** Opening PAGE EXCERPT block **

# Divorce seems imminent, not sure what to do!



## SongsAboutJane (Sep 24, 2013)

wife asked me if I was happy, and I could not answer her. I don't know why. Actually I do. Her mediocrity towards life and our relationship has put a strain on me. My acceptance of her mediocrity makes her mad. I felt at times that I should push her as a man should push his wife to better herself. I told her I will always push her. I can't just live ideally with someone next to me and be in acceptance of all their actions. I have to push. She started crying soon after. I told her I would be happy if she was happy. She said one person can't make another happy.

She recently quit school, then quit work. She is now a stay at home mom. She's been lax about that and I've been pushing her to get more done, but that just turned into a nasty fight. She told me as with sex, she doesn't want to be pushed in life. That I should accept her. She wants no stress. That everyone, from her mother, to family, to me, we all stress her. wife is at a point in her life where she doesn't have any drive for anything. she says she is happy, but right now she is at a point where she is just living day to day. she feels blah. 

We don't have sex anymore unless its that one day a month that her body tells her. I don't push her anymore. She says she loves me and desires me, and loves sex once it is started. last month right before her period she asked if I wanted a quicky considering weeks went by, i told her I don't want to cum just to cum. I would want to if she desired it, she said she wasn't in the mood. 

I can't touch her. My touch does not bring her arousal. Penetration is difficult. We haven't had penetration sex in over two month. We had sex the other day, but it was all topical stimulation, she locks her legs so i cant force myself in. she doesn't want anything by force. When I do get in, her pubic muscles try to push me out until about a good 10 minutes of stimulation, then her body finally gives in.

Last time I experienced this blockage was in college after a girl friend started dating someone else and she soon broke up with me. 

She is going away to see her family soon. She will be going to her old neighborhood. I used to be really jealous so I would go thru her stuff. Everytime I would question her, I would be the bad guy for going thru her stuff. I don't do that anymore. She has been talking to an old friend that she told me once that she liked, but her mother got in the way of a relationship starting. Every once in a while she would show me her phone and I would see friendly flirting with this other guy before she would change the screen. Flirting like "Hi honey" "how are you doing love" I haven't said anything as of yet.

She has already booked her flight. I was a click away from buying my flight before asking her when I chose not to. She has not asked me to go especially when I told her I didn't want her going because of the expense. We recently came back from an expensive vacation that included her family. I'm wondering if I should let her go on her own. I want her to find happiness even if it is not with me.

** Closing PAGE EXCERPT block **
** Opening DATA SECTION block **

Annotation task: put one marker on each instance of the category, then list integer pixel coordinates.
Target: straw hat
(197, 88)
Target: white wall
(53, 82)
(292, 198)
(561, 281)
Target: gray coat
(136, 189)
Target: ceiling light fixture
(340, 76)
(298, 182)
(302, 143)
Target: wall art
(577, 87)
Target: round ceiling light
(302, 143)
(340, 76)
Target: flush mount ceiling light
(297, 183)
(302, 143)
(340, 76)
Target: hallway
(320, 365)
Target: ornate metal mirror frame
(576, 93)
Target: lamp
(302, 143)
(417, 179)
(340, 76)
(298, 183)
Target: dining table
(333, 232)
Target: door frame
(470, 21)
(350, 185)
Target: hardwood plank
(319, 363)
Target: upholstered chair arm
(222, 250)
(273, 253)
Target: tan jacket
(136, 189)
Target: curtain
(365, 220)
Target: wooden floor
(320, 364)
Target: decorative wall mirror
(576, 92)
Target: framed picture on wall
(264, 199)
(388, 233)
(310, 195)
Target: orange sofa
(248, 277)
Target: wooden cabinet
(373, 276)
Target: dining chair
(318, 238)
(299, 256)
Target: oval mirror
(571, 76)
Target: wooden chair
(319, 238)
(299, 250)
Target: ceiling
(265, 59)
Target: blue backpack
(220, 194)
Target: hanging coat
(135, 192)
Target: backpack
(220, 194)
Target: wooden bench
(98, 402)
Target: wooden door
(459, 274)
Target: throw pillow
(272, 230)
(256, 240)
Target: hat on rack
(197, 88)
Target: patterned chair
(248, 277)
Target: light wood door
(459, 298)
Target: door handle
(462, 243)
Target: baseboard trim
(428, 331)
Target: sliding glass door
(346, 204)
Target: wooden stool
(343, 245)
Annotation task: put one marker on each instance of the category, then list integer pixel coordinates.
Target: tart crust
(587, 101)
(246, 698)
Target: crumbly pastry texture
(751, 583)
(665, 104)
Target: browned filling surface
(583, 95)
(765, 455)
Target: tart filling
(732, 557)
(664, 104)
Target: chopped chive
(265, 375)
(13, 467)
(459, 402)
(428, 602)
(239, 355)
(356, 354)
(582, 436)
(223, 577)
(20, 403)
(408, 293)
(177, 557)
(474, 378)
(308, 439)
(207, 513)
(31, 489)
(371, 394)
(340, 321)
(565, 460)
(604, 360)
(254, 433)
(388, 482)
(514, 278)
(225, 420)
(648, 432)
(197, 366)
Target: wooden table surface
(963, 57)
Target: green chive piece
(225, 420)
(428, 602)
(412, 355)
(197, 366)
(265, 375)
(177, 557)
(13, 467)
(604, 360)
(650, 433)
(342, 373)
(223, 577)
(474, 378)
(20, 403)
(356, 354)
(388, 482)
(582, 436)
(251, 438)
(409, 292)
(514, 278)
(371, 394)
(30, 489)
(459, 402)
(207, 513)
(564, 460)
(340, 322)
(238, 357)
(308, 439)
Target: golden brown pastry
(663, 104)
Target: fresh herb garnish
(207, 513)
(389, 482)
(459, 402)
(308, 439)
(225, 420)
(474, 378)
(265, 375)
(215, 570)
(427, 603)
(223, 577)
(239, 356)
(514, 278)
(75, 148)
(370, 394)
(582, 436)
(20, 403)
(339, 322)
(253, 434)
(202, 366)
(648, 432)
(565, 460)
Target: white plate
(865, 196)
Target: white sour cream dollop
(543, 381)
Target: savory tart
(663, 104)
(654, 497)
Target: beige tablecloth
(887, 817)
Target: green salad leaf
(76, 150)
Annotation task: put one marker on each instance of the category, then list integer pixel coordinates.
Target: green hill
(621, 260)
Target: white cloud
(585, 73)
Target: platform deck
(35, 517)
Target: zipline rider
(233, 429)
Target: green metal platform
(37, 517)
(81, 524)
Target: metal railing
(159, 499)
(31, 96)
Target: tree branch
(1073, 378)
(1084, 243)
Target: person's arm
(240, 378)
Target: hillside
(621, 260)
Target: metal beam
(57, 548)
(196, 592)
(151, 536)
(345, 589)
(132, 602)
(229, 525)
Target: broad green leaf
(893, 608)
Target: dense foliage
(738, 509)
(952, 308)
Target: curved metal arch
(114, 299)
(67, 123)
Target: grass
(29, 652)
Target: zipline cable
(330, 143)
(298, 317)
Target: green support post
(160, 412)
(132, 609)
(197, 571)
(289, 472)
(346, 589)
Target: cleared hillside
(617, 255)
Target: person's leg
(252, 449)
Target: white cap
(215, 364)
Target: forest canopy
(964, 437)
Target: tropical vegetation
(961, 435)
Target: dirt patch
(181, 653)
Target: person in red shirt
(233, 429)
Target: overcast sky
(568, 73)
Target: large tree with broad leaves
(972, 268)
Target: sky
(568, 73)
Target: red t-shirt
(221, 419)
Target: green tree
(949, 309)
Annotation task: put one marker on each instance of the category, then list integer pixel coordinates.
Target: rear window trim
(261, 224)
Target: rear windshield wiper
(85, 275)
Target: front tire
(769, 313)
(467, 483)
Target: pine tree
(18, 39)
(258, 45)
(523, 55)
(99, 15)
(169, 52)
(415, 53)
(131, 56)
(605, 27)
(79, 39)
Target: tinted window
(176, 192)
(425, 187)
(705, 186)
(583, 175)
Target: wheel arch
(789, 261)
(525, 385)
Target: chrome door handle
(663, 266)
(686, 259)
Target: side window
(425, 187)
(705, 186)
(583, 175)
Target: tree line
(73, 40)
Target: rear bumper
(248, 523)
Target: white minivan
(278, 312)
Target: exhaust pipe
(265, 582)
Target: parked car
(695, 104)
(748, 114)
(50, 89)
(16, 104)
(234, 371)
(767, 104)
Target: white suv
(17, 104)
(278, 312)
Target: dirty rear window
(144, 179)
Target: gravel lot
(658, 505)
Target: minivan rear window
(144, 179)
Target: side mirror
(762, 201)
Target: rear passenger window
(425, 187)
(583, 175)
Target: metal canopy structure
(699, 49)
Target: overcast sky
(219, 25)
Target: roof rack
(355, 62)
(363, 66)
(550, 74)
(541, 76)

** Closing DATA SECTION block **

#### [WORK REQUEST 1]
In the forum post about the troubled marriage, what did the wife quit before becoming a stay-at-home mom?
#### [WORK REQUEST 2]
Resume the forum post about the troubled marriage after its last sentence and keep writing it.
The records have no connection to the forum post about the troubled marriage.

#### [WRITTEN REPLY 1]
She quit school and then quit work.

#### [WRITTEN REPLY 2]
_Posted via Mobile Device_


----------



## SongsAboutJane (Sep 24, 2013)

Just had a chat after I walked out the door this morning:

Her: Are you mad?
Me: No
Her: You barely talked. But it's OK
Me: Ok
Her: Have a good day my love
Me: You too

I came back home. I need to talk to her. Sitting her for a bit, pondering what I am going to say.


----------



## lifeistooshort (Mar 17, 2013)

Based on your post you come across a little like a controlling daddy figure. This is not good for a marriage; is there any merit to that?
_Posted via Mobile Device_


----------



## LongWalk (Apr 4, 2013)

Does she talk about divorce?


----------



## SongsAboutJane (Sep 24, 2013)

I've been passive for the last 7 years. I've let her make every decision in our marriage. She has made many decisions and I never provided input. So passive that at I accepted her having a relationship at one point. I was hoping this would spice up our relationship, but now I see that she was hoping I would make the decision to stop it. I thought recently that I need to stop being so passive. We went to marriage counseling once and the therapist was concerned that I was too passive. She advised that I need to find my purpose in life. I've been voicing my opinion more and standing by my decisions. Reading up and trying to be more Alpha. But you are right, maybe she sees me as a Dad and not as her husband.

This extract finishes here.